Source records
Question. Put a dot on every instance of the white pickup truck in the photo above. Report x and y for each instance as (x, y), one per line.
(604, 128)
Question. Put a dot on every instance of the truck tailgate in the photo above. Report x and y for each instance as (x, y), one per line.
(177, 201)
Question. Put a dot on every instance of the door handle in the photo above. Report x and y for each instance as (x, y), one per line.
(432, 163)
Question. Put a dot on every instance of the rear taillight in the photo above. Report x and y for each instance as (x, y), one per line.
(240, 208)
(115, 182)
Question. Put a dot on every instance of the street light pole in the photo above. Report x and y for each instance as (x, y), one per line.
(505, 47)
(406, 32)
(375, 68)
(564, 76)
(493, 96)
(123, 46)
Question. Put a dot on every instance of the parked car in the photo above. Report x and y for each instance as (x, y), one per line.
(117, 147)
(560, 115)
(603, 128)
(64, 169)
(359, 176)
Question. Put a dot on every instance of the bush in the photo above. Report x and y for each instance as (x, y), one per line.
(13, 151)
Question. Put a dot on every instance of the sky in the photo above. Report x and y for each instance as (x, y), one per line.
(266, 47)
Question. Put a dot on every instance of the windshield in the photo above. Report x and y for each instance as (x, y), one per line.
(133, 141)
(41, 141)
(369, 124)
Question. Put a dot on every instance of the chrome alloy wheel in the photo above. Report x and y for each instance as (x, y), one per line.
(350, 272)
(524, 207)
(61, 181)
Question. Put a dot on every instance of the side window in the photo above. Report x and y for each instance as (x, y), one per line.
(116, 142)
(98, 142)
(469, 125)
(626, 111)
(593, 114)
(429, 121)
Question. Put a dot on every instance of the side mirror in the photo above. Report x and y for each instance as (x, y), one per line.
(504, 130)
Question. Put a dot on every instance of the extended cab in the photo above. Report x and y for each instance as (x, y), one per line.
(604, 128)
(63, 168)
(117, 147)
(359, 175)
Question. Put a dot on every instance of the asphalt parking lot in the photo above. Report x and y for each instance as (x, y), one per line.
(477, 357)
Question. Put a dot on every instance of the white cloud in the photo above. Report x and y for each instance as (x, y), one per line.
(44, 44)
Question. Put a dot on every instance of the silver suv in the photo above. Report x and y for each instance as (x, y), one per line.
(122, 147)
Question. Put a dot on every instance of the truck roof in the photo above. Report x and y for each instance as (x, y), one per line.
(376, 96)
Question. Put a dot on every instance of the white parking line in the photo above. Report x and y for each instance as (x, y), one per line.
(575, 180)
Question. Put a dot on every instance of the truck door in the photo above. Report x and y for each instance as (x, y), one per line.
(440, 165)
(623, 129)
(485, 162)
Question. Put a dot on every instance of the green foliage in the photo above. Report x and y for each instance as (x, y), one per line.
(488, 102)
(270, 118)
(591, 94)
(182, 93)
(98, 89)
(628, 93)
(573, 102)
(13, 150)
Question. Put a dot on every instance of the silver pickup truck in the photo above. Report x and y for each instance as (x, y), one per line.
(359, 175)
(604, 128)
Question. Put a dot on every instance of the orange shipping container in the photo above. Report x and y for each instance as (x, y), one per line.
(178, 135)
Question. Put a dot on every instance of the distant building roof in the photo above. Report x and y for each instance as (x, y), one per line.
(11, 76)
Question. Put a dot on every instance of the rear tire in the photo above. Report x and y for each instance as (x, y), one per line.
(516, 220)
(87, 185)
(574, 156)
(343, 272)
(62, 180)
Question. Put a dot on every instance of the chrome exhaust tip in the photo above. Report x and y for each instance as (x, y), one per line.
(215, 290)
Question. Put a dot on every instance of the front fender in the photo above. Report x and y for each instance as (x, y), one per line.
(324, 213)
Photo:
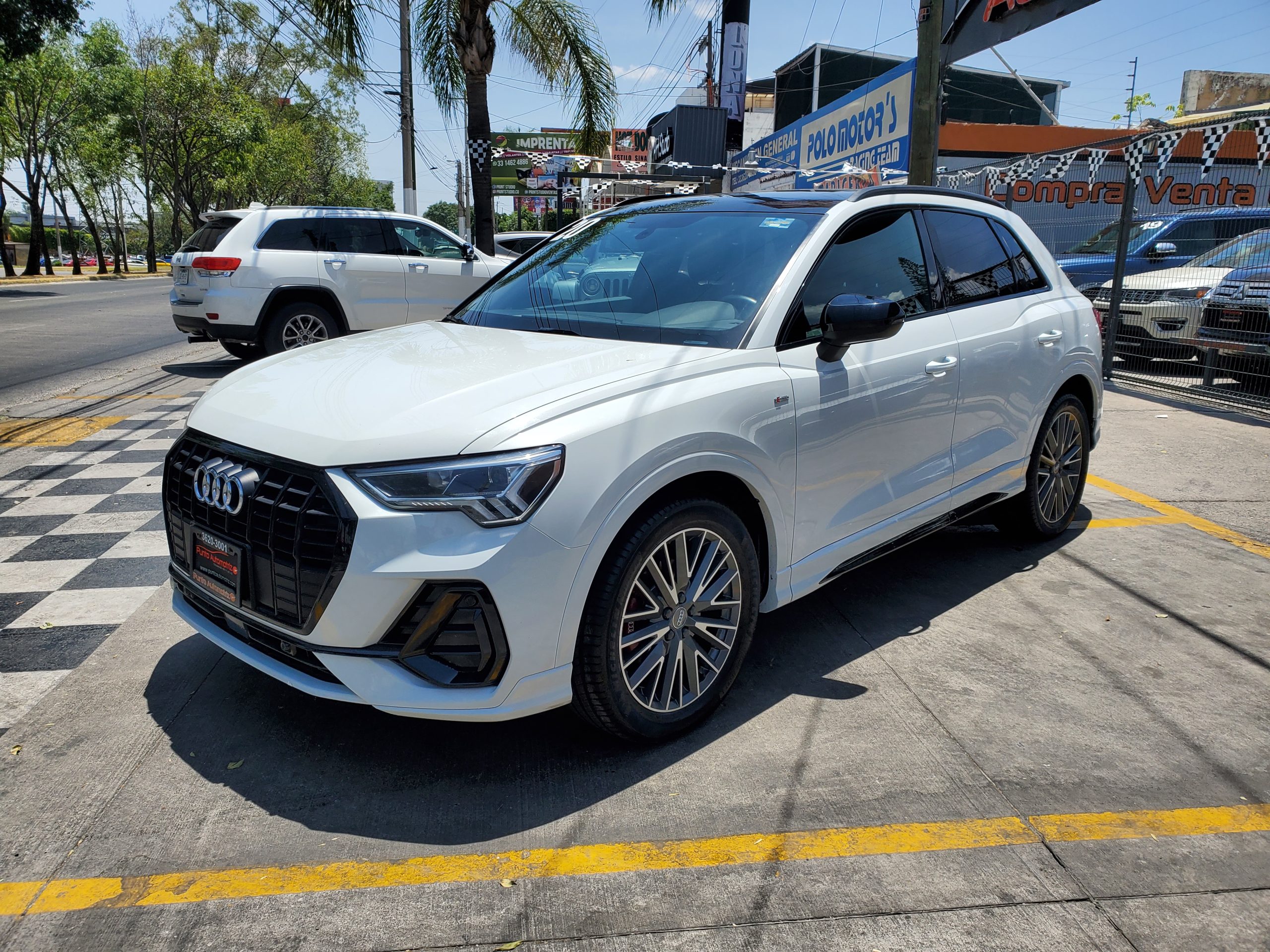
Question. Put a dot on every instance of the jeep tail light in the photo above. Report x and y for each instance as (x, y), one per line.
(210, 264)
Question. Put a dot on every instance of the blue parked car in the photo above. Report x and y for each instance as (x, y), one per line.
(1159, 241)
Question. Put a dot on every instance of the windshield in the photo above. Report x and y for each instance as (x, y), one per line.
(675, 277)
(1103, 243)
(1242, 252)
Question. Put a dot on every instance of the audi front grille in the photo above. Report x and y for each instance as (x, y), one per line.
(295, 532)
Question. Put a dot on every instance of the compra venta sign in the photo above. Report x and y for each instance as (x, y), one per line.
(1162, 191)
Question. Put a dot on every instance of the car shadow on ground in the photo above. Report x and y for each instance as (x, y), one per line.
(27, 293)
(203, 370)
(353, 771)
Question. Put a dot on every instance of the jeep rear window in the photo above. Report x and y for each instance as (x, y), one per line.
(209, 237)
(291, 235)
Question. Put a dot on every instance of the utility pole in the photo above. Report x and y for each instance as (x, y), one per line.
(1132, 92)
(925, 149)
(709, 40)
(409, 203)
(461, 198)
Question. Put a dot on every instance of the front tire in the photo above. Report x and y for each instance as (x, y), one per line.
(1056, 476)
(668, 622)
(299, 325)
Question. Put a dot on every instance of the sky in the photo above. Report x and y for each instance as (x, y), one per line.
(1090, 49)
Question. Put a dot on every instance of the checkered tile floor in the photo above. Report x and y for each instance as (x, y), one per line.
(82, 545)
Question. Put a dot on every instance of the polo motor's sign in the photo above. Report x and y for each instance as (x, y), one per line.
(869, 131)
(868, 128)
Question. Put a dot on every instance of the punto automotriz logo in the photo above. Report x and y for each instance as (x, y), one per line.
(225, 485)
(1004, 7)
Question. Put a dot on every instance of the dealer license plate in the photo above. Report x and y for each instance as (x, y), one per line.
(218, 567)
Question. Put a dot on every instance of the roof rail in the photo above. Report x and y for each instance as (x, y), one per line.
(870, 191)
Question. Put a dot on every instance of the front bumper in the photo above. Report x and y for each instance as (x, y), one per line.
(394, 556)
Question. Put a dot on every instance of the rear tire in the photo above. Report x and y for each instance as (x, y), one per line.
(299, 325)
(242, 351)
(1057, 472)
(656, 656)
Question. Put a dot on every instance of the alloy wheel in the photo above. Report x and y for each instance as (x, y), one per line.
(680, 620)
(1058, 473)
(303, 329)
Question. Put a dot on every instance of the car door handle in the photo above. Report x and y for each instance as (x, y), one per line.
(938, 368)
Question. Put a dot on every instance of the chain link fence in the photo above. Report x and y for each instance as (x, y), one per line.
(1167, 233)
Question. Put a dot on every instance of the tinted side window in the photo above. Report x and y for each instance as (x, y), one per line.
(1193, 238)
(879, 255)
(209, 237)
(971, 259)
(1235, 226)
(356, 237)
(422, 240)
(293, 235)
(1026, 273)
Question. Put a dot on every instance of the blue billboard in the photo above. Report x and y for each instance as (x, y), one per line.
(867, 128)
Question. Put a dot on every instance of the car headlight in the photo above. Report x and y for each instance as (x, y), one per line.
(500, 489)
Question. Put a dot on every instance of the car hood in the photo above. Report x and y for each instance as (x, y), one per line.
(1171, 278)
(420, 391)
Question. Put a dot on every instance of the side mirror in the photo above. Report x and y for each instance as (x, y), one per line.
(855, 319)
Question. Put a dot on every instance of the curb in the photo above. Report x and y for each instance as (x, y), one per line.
(73, 278)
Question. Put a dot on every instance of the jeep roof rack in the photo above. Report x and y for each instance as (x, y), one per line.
(870, 191)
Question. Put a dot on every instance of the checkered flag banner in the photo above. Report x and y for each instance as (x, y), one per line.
(1133, 155)
(1096, 158)
(1065, 163)
(478, 150)
(1263, 143)
(1167, 143)
(1213, 139)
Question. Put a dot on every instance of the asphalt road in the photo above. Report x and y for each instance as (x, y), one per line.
(65, 327)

■ Task brief:
Repeat exactly the lines above, starting with the line that contains "Question. Put a dot on every instance of the curb" and ending with the last line, both included, and nothing else.

■ Worked solution:
Question. Put a dot on every instance of the curb in the photo above. Report x and y for each instance as (x, y), one per line.
(73, 278)
Question. Put a dot on every instance of the jeep roof rack in the photo above. Report x and y for each instance as (x, y), one per line.
(870, 191)
Question. Put a dot on every instance of the checkered flag banner in the photo above. Report x and y for each instance as (x, y), one per line.
(1133, 155)
(1096, 158)
(1065, 163)
(478, 150)
(1263, 143)
(1167, 143)
(1213, 139)
Question. Put a dot on every instance of the asphalt road in the photo above. Report x and y for each instance as (x, y), one per line.
(65, 327)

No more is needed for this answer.